_PROBLEMS TO SOLVE_
A: From the Surface Duo post, list the things the author says the big screens at home are used for.
B: List every line of the rows that contains the string "vegetation". Case counts.

_SELECTION_
— BEGIN —

Note-taking in the wild: living with the Surface Duo

28 June 2021
28 Jun 2021
New York, NY
10 mins

I don’t normally write about new gadgets when they come out, but once in a while, a new device captures my imagination and creativity so much that I can’t help write a little bit about how I use it, and why it gets me so excited. The last time this happened, it was about the 2018 iPad Pro which I still use daily. This time, it’s about the Surface Duo, a dual-screen folding phone-tablet hybrid from Microsoft running a funky crossover of Google’s Android with Microsoft’s services.

A Surface Duo on display at a Microsoft Store

Most of my thoughts about the Duo will be from the perspective of someone who reads a lot and takes a lot of notes on their mobile device. I’ve got a bunch of big screens at home for me to watch videos, listen to music, and do everything else computers are good for. But when I’m out and about in the city and need to burn some time or write down a fresh idea, usually all I’ve got with me are my phones, and in those use cases, the Surface Duo delivers.

— END —

(Extracted rows)

— BEGIN —

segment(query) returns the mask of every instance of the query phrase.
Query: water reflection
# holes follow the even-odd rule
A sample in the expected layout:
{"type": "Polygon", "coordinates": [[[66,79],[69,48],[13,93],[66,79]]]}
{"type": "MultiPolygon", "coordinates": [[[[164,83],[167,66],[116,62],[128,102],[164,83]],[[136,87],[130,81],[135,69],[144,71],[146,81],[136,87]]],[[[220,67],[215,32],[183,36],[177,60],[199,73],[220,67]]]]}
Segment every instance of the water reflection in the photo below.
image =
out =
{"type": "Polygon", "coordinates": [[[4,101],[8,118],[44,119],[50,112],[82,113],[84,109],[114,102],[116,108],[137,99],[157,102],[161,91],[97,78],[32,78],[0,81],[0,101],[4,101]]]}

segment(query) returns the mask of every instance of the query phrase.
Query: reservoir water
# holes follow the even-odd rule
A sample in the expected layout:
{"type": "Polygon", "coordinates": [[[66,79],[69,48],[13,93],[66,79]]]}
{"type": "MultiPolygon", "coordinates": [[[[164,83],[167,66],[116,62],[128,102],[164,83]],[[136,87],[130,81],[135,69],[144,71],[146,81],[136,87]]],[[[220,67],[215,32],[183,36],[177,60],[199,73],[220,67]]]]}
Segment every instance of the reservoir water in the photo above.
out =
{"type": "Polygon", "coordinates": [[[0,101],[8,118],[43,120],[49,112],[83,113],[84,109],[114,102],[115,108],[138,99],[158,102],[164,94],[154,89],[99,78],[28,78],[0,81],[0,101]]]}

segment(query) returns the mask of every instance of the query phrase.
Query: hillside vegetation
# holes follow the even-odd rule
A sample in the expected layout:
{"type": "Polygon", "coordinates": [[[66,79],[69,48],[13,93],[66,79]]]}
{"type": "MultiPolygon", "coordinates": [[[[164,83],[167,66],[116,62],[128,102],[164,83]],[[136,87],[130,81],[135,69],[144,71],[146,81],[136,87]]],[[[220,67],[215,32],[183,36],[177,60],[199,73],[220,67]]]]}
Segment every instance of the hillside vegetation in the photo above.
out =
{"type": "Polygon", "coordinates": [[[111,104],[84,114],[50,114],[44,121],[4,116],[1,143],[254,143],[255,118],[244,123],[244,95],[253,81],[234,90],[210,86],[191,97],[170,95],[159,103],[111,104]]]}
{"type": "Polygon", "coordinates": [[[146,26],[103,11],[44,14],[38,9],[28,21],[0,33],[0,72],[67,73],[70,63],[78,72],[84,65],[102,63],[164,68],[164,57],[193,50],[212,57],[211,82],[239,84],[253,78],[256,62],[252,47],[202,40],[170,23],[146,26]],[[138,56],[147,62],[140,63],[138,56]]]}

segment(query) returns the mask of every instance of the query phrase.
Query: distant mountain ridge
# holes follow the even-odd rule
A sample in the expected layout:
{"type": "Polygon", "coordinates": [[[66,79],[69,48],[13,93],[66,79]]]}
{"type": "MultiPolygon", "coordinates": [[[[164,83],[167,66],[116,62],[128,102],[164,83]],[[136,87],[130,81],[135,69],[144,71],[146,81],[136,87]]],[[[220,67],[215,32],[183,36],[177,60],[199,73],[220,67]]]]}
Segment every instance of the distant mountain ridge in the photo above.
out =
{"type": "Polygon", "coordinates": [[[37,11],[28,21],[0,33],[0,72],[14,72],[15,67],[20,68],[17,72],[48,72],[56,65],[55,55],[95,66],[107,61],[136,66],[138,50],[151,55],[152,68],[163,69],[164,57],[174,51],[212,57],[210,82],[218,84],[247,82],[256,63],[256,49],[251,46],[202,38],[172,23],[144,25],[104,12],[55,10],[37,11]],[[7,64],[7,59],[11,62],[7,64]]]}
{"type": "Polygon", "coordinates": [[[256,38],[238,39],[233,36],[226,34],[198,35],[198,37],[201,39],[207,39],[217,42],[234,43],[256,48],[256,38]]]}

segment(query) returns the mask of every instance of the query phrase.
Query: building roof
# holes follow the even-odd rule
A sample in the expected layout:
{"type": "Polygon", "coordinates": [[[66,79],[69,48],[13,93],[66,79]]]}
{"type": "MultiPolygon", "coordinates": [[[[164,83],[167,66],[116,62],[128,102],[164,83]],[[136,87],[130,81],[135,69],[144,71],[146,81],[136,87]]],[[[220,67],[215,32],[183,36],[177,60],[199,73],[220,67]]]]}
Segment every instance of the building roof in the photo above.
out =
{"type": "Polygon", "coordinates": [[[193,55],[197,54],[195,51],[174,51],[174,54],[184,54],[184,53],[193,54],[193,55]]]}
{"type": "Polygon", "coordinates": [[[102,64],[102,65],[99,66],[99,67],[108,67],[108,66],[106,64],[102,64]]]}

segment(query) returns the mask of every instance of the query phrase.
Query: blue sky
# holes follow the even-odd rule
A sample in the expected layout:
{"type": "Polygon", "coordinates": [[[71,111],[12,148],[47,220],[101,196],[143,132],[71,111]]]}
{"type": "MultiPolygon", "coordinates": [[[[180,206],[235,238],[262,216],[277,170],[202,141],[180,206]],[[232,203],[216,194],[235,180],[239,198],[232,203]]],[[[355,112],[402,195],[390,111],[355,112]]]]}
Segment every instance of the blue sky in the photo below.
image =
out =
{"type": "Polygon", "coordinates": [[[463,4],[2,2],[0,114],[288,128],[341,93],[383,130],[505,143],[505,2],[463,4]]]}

— END —

_ANSWERS FOR THIS EXERCISE_
A:
- Watching videos
- Listening to music
- Doing everything else computers are good for

B:
Query: hillside vegetation
Segment every instance of the hillside vegetation in the photo above.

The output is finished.